■ **DIRECTIONS**
Translate this sentence from the abstract into Spanish: "This case report presents a case of a Chinese girl diagnosed with NCCAH."

■ **SELECTED TEXT**
· · · · · · ·

Abstract
Congenital adrenal hyperplasia (CAH) is caused by variants in the CYP21A2 gene and subsequently results in 21-hydroxylase deficiency. The non-classic form of CAH (NCCAH) often occurs in late puberty or in young adults due to a mild excess in postnatal androgen synthesis. This case report presents a case of a Chinese girl diagnosed with NCCAH. Clinical examinations and adrenal computed tomography were conducted in accordance with the standards and guidelines. Further genetic analysis was performed using PCR, next-generation sequencing, and multiplex ligation-dependent probe amplification. Clinical examinations demonstrated that the patient had amenorrhea, hyperandrogenism, insulin resistance, adrenal hyperplasia, and a masculine vulva, while polycystic ovary syndrome was excluded. Genetic analysis identified a compound heterozygous mutation comprising the c.92C>T p.Pro31Leu and exons 1–3 del variants in the CYP21A2 gene, while the exons 1–3 ins/del variant mainly caused the lack of CYP21A2 function. Herein, we report a Chinese girl with NCCAH due to a heterozygous mutation comprising the p.Pro31Leu and exons 1–3 ins/del variants in CYP21A2.

· · · · · · ·

■ **LISTED RECORDS**
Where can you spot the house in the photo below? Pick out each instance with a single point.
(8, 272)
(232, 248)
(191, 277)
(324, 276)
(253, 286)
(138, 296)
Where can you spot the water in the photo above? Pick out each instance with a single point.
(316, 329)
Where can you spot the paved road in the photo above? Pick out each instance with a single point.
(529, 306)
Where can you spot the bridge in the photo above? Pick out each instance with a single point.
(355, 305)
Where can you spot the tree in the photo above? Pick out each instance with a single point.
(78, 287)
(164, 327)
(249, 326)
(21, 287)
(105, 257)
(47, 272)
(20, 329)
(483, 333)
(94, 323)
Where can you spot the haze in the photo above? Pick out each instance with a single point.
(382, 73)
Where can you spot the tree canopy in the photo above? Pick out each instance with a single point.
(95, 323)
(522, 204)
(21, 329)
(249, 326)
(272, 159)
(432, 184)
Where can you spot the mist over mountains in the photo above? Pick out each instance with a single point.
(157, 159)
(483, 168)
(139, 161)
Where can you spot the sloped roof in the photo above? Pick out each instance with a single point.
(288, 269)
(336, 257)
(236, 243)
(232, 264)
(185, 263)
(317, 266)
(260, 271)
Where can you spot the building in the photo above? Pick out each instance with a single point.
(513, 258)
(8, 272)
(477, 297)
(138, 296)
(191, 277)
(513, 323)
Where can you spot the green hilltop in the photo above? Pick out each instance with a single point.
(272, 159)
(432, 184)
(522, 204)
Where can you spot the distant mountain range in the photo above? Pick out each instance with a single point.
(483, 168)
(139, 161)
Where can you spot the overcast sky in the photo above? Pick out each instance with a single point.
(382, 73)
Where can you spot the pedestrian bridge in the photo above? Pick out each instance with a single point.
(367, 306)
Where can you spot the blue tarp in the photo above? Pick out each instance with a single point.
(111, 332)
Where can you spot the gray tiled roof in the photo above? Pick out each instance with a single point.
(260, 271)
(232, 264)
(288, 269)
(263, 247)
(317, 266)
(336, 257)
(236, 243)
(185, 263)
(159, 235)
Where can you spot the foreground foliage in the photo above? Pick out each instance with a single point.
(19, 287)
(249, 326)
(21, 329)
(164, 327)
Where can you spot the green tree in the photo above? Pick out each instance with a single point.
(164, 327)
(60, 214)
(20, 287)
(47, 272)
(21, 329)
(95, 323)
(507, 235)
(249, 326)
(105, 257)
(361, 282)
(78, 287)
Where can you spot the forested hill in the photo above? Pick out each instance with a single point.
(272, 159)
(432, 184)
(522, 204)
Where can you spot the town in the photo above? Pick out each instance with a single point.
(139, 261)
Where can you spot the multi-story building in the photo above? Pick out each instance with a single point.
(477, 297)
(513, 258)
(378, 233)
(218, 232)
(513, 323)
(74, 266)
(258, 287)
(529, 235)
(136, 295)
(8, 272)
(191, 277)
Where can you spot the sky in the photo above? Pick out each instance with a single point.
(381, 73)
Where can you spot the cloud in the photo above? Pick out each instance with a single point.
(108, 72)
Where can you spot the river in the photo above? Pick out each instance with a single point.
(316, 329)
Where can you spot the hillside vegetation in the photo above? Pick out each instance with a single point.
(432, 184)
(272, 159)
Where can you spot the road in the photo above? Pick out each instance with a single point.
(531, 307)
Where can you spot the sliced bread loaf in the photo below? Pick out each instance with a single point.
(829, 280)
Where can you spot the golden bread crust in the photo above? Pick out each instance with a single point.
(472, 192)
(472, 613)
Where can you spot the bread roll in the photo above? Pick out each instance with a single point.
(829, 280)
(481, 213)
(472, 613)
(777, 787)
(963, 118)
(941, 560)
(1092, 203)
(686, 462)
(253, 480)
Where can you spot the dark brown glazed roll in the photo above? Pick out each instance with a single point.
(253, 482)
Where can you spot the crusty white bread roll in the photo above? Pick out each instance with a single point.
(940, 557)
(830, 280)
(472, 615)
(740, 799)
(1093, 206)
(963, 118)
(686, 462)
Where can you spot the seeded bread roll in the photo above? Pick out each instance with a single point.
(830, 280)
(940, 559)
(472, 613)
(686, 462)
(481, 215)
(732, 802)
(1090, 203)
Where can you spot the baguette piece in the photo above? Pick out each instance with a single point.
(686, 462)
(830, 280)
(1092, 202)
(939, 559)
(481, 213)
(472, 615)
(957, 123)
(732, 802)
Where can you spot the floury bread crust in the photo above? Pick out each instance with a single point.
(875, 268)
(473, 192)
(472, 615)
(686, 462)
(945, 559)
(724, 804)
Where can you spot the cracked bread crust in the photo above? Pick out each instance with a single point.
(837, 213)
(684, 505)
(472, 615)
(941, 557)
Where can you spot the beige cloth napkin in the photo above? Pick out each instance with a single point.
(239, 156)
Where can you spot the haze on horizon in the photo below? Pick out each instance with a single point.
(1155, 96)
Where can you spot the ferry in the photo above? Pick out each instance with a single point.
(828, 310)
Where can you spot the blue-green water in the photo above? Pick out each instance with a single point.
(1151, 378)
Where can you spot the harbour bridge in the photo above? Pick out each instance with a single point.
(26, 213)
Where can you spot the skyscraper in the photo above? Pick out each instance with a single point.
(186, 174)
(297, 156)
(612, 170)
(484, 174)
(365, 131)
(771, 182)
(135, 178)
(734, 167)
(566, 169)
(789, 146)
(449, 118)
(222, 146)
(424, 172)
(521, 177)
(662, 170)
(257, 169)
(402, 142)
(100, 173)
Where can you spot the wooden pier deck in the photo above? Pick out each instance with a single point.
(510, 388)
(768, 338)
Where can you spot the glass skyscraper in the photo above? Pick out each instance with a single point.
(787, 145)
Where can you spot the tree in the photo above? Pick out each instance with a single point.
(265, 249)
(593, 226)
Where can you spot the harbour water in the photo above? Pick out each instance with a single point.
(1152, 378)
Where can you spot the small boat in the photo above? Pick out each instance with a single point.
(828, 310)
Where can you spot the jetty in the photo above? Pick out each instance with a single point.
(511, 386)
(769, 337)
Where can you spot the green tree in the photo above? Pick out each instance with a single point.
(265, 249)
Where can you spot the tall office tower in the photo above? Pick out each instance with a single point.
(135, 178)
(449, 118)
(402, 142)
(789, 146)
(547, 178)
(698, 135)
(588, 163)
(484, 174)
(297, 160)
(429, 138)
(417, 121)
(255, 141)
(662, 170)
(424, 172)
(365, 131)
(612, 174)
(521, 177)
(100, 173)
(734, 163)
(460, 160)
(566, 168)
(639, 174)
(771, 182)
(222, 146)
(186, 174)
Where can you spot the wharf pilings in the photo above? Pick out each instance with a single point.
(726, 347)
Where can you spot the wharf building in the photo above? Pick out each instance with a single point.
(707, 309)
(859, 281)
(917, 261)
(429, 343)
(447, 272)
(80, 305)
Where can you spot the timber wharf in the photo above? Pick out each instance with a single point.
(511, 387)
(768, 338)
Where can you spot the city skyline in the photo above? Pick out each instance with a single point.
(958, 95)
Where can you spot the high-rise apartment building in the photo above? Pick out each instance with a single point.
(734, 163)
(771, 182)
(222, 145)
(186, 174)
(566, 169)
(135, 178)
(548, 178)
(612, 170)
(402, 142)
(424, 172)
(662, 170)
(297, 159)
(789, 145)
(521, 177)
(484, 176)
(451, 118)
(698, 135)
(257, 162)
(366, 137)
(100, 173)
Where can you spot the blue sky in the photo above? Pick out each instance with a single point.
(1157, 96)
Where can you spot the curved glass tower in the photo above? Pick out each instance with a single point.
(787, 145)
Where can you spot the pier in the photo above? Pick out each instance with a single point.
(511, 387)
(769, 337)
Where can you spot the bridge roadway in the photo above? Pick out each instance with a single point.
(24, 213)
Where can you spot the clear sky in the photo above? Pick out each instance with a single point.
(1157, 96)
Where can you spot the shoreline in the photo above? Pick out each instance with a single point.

· · · · · · ·

■ **SOLUTION FOR THIS EXERCISE**
Este informe de caso presenta el caso de una niña china diagnosticada con NCCAH.